• **GOAL**
Reproduce the entries word for word, from the line containing "Please inspect the picture provided and identify aircraft" through the end of the entries, with both ends included. Omit any pictures from your answer.

◇ ◇ ◇ ◇ ◇

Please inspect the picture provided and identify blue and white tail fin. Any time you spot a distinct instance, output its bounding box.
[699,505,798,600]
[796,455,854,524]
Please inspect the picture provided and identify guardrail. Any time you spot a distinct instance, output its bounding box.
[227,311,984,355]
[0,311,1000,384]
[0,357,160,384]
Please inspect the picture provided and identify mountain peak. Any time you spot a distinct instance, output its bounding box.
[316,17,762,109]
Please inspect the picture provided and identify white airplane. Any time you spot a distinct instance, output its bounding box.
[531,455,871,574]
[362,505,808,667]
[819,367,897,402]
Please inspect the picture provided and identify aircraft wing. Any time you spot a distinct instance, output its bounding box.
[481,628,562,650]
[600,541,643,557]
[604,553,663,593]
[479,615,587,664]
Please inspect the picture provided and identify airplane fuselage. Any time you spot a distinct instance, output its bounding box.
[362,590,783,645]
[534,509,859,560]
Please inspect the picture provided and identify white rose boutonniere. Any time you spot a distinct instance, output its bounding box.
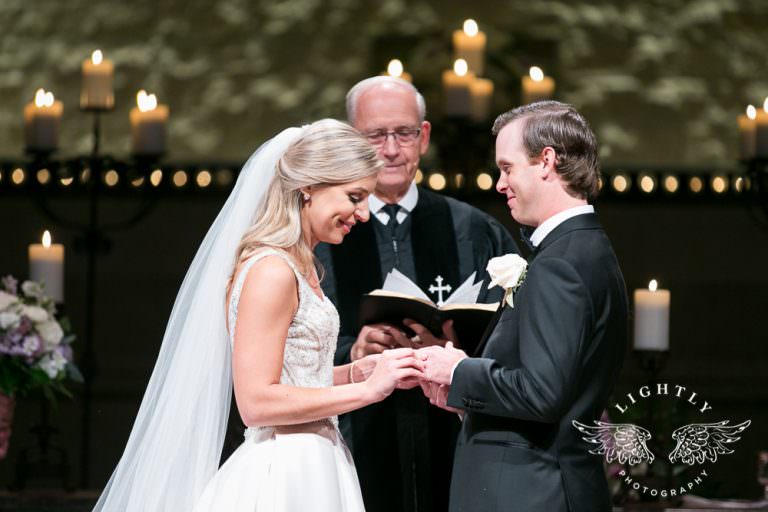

◇ ◇ ◇ ◇ ◇

• **EXERCISE OUTPUT**
Please inspect the picture provided and identify aircraft wing. Any time you spot a distinct instance, output its bounding box.
[481,628,562,650]
[600,541,643,557]
[604,553,663,593]
[479,615,587,664]
Please inspect the picture provided and identify airplane fuselage. Any time you spot a distinct instance, output its bounding box.
[362,590,783,645]
[534,509,859,560]
Please inspect the picture provided and identify white rose boutonniere. Any time you spot a distinct instance, output its bounding box.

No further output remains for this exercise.